> **WHAT TO DO**: Starting at the line that contains "white sedan, giving" and continuing through the end of the records, reproduce those lines with "reflective" swapped out for "high-visibility" and everything else left unchanged.
- - - -
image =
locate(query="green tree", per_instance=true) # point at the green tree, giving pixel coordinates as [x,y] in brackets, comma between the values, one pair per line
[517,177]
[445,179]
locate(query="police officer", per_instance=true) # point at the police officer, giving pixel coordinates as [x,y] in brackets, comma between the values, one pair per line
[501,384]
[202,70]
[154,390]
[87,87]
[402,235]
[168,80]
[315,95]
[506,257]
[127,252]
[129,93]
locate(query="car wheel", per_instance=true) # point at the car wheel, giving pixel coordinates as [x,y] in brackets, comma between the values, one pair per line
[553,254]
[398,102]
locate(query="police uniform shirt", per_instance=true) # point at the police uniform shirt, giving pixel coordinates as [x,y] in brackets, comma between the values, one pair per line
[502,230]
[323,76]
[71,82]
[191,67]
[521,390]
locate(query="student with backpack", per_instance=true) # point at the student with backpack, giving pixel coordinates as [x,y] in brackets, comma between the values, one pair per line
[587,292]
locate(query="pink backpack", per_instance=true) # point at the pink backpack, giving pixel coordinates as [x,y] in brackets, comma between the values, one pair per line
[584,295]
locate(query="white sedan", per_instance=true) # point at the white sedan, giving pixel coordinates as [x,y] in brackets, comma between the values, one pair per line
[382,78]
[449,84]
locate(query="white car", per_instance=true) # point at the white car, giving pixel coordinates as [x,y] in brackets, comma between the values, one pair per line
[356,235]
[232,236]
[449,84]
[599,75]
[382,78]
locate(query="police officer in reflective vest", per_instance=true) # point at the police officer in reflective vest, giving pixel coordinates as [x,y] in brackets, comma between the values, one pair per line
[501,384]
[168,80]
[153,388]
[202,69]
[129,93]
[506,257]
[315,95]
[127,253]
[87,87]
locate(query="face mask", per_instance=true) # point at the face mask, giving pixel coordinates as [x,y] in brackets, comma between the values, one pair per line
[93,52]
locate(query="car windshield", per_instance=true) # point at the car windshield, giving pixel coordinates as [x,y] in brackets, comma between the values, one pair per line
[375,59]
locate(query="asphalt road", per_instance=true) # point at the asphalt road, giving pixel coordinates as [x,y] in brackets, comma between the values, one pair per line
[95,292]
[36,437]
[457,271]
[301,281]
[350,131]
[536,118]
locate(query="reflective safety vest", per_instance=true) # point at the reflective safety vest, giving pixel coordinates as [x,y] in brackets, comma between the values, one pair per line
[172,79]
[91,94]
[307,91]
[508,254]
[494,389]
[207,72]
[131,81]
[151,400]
- - - -
> **EXERCISE ANSWER**:
locate(query="white sedan", per_instance=true) # point at the white sedan, giving pixel coordinates as [x,y] in brackets, comma between the values, one pair per line
[382,78]
[449,84]
locate(query="white car", per_instance=true) # point at the white car, giving pixel coordinates as [x,y] in brackets, comma between the values, one pair per line
[356,235]
[232,236]
[449,84]
[599,75]
[382,78]
locate(query="police officer in high-visibility vest", per_instance=true) # point at the police officer in high-visibility vest, giving pixel coordinates as [x,y] in brackets, comma between the values, one pair per line
[501,384]
[168,80]
[153,388]
[202,69]
[129,93]
[506,257]
[315,95]
[127,253]
[87,87]
locate(query="face mask", per_instance=true) # point at the face mask, giving pixel coordinates as [x,y] in brackets, comma between the values, one pair per line
[93,52]
locate(query="car windshield", per_instance=true) # point at the car windshield, giving pixel coordinates as [x,y] in brackets, comma between the values, one pair per line
[375,59]
locate(query="asphalt road", per_instance=true) # point at the asphalt road, giving pixel coordinates as [x,y] in brackets, comma between the values, one pair per line
[95,292]
[36,437]
[457,271]
[301,281]
[350,131]
[536,118]
locate(query="high-visibility safety vest", per_instance=true) # point at the high-visibility safety vest, giving pixel coordinates as [x,y] in brackets, comma between the values, one pair per line
[172,79]
[91,94]
[307,91]
[508,254]
[494,389]
[207,72]
[131,81]
[151,400]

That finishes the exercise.